INSTRUÇÃO ESCRITA 1: Segundo o texto extraído, em que ano e em qual governo foi instituída a Comissão Especial de Anistia Wanda Sidou?

TEXTO EXTRAÍDO:
⁂

Homenagem dos companheiros

Momentos de muita emoção aconteceram quando ex-companheiros de Bérgson lembraram a sua trajetória. A Profª Helena Lutéscia, do Departamento de Farmácia da UFC, destacou o compromisso dele com a UFC. Segundo ela, fazia parte da ética dos líderes estudantis daquela época “serem muito bons alunos”. A ex-prefeita Maria Luiza Fontenele, disse que a UFC, “ao abrigar o julgamento, estava resgatando uma dívida com Bérgson e outros que tombaram na Ditadura”.

O professor e sociólogo Pedro Albuquerque destacou que além das homenagens a Gurjão é preciso dar prosseguimento à luta pela identificação dos corpos das vítimas do regime militar. Para o jornalista Messias Pontes, Bérgson foi “um dos maiores heróis do povo brasileiro, em defesa da Pátria, da liberdade e dos companheiros. Deve servir de espelho à juventude”. Ao receber o carinho dos colegas da época do movimento estudantil, Tânia Gurjão de Farias, irmã de Bérgson, agradeceu emocionada e reforçou. “Apesar de não conhecer muitos de vocês, todos fazem parte da minha família”.

A Comissão Especial também julgou e aprovou por unanimidade o processo de Paulo Emílio Andrade de Aguiar, ex-estudante de Direito e contemporâneo de Bergson, que ao falar relembrou também seu convívio com o líder estudantil comunista.

Sobre a Comissão Especial de Anistia Wanda Sidou

A comissão, que foi instituída em 2003 no Governo Lúcio Alcântara, tinha a função de analisar os requerimentos de indenizações de pessoas que foram perseguidas durante a Ditadura Militar. Os conselheiros que participam da comissão exercem função voluntária, não remunerada.

Íntegra da mensagem de Renato Rabelo (Presidente Nacional do PCdoB)

Aos membros da Comissão Especial de Anistia Wanda Sidou:

Em nome do Partido Comunista do Brasil manifesto a nossa satisfação pelo excelente trabalho que esta Comissão de Anistia vem realizando, visando fazer justiça com aqueles que contribuíram para a reconquista da democracia em nosso País. O julgamento de hoje se inscreve, pelo seu simbolismo, entre as ocasiões históricas nas quais ocorre o reconhecimento dos heróis do povo brasileiro.

Sabemos que a força e a energia da sua generosidade e do seu espontâneo e despojado sacrifício, faz de Bérgson Gurjão Farias e de toda uma legião de homens que se sacrificaram na luta contra a ditadura, os efetivos construtores da democracia que alcançamos. O PCdoB se curva ao seu exemplo de patriotismo e confiança em nosso povo, na condição de seus melhores e mais valorosos filhos.

E tudo começa e tem sua reta de chegada justamente neste cenário em que estamos, no campus da Universidade Federal do Ceará, de onde Bérgson empreendeu seus primeiros passos na política; de onde, projetando-se da sua condição de estimada liderança estudantil, e impedido de viver nas cidades, deu um salto para se tornar um querido guerrilheiro do Araguaia.

⁂

Trechos de dados de rotulagem de localização:
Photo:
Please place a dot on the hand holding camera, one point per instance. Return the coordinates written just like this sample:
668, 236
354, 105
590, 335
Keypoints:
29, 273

⁂

INSTRUÇÃO ESCRITA 2: Edite todas as linhas de dados de rotulagem acima, trocando "hand holding camera" por "hand holding phone" e mantendo o restante inalterado.

RESULTADO 1: Em 2003, no Governo Lúcio Alcântara.

RESULTADO 2:
Photo:
Please place a dot on the hand holding phone, one point per instance. Return the coordinates written just like this sample:
668, 236
354, 105
590, 335
Keypoints:
29, 273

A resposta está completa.